_Exercise aim_: Rewrite the data sources page between "Japan Finsight updates" and "internally, by design.", inclusive, replacing "Japan Finsight" with "JF" throughout.

_Page excerpt_:
● ● ● ●
Data sources
EDINET: Japan's official corporate disclosure system
All structured filing data comes from EDINET, the Financial Services Agency's electronic disclosure system. EDINET is the regulatory source of truth for every listed company in Japan, covering securities reports, large shareholding filings, tender offers, extraordinary reports, treasury stock filings, and the rest of the document family.
Japan Finsight updates from EDINET regularly. Every filing since January 2018 is ingested. Every EDINET-sourced value carries its filing identifier (edinet_document_id), so you can trace it to the source on EDINET's portal. LLM-extracted fields include the source quote they were drawn from.
Parser layer
The XBRL parsing that turns EDINET's CSV dumps into typed structured data is handled by edinet-tools, an MIT-licensed Python library, developed and maintained as a separate open-source project. pip install edinet-tools gives you the same parsers Japan Finsight uses internally, by design.
LLM-extracted fields
Several Japan Finsight tools add LLM-extracted fields on top of the deterministic XBRL parsing:
get_capital_policy: target payout ratios and dividend skip reasons extracted from annual report text blocks, with source quotes embedded in the response.get_related_party_transactions: counterparties, transaction types, and amounts structured from filing text, with every quote verified against the source filing.get_holding_actions: activist-intent annotations on large-shareholding filings (Doc 350). A curated registry of known activist filers, plus extracted change proposals and desired outcomes.get_material_events: extraordinary report (Doc 180) classification into material-event categories.
Extraction policy: we extract facts the company stated in the filing with source quotes. We do not derive judgments about the company. Empty results mean "the company didn't state this," not "the company doesn't do this." Every extracted field carries the source quote it was drawn from.
Companion projects
edinet-tools: the parser library (PyPI).kabu-agent: a companion AI agent for working with EDINET data (open source).
What we don't source from
- Bloomberg / FactSet / Refinitiv: none. All structured data is sourced directly from FSA EDINET.
- Live market data: not redistributed through public tools; commercial licensing required.
- TDNet: earnings short-reports (決算短信) are not yet ingested; planned for a future release.
● ● ● ●
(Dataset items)

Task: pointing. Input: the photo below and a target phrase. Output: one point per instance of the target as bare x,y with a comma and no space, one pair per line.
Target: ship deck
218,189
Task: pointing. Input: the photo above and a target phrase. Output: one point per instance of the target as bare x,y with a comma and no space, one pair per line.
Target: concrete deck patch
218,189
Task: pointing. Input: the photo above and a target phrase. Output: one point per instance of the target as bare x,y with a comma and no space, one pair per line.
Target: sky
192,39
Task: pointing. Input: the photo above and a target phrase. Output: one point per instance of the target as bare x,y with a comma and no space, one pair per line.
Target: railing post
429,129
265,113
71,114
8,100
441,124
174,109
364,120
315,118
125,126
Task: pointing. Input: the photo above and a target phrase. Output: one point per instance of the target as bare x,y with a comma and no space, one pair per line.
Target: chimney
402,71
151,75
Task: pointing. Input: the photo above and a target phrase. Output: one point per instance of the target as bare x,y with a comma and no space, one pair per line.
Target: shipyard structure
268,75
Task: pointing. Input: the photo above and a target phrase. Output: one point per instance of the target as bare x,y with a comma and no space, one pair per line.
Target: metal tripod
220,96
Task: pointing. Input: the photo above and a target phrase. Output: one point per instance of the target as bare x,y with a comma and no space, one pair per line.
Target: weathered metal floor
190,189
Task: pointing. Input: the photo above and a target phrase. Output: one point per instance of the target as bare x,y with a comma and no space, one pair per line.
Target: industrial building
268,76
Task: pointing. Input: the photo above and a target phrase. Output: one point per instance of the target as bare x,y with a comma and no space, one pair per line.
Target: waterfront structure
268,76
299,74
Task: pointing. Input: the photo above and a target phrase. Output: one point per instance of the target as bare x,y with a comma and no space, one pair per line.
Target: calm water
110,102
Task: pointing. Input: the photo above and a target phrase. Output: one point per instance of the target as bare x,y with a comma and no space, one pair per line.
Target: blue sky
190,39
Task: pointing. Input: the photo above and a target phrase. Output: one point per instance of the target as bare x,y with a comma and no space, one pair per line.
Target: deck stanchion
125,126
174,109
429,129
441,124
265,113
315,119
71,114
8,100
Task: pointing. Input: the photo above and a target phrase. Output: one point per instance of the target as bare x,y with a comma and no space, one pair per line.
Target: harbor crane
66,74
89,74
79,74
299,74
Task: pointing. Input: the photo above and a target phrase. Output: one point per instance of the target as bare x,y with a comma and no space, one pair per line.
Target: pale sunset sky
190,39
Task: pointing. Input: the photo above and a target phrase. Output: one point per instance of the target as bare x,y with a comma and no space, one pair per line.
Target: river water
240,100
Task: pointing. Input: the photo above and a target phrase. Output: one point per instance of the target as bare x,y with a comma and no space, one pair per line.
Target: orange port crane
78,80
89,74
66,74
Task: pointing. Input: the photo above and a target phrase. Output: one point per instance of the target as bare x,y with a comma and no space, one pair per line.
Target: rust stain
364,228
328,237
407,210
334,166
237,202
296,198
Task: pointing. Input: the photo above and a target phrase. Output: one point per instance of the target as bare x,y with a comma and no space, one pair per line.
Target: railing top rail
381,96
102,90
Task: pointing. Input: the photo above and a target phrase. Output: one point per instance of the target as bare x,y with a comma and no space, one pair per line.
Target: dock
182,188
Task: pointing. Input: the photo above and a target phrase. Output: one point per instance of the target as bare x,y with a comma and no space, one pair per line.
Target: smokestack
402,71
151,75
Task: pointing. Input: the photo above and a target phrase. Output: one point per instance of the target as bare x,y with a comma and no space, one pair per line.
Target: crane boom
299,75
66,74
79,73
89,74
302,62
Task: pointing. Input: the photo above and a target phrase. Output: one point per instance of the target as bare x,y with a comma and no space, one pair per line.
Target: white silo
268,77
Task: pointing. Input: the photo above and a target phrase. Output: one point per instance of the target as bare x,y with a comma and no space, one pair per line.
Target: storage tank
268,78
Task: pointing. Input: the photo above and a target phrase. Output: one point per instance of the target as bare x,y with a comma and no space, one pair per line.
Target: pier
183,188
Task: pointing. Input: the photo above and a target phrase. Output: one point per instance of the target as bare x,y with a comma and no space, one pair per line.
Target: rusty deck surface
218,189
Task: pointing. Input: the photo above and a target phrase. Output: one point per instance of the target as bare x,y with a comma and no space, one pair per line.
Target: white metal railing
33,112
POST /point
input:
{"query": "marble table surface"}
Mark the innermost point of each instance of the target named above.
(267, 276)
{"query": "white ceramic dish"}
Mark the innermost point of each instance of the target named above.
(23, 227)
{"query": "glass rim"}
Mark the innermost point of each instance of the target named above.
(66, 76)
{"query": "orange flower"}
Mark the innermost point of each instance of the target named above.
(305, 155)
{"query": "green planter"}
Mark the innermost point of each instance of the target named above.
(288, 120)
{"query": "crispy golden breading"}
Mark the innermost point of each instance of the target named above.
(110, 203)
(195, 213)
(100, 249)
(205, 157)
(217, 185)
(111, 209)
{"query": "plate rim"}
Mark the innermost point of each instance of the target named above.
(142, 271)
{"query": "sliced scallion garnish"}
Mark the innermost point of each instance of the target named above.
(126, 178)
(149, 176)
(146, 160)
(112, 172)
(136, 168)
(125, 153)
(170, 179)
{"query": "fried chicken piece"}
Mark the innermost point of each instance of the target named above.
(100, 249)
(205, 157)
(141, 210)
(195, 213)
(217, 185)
● ● ● ●
_Task result_:
JF updates from EDINET regularly. Every filing since January 2018 is ingested. Every EDINET-sourced value carries its filing identifier (edinet_document_id), so you can trace it to the source on EDINET's portal. LLM-extracted fields include the source quote they were drawn from.
Parser layer
The XBRL parsing that turns EDINET's CSV dumps into typed structured data is handled by edinet-tools, an MIT-licensed Python library, developed and maintained as a separate open-source project. pip install edinet-tools gives you the same parsers JF uses internally, by design.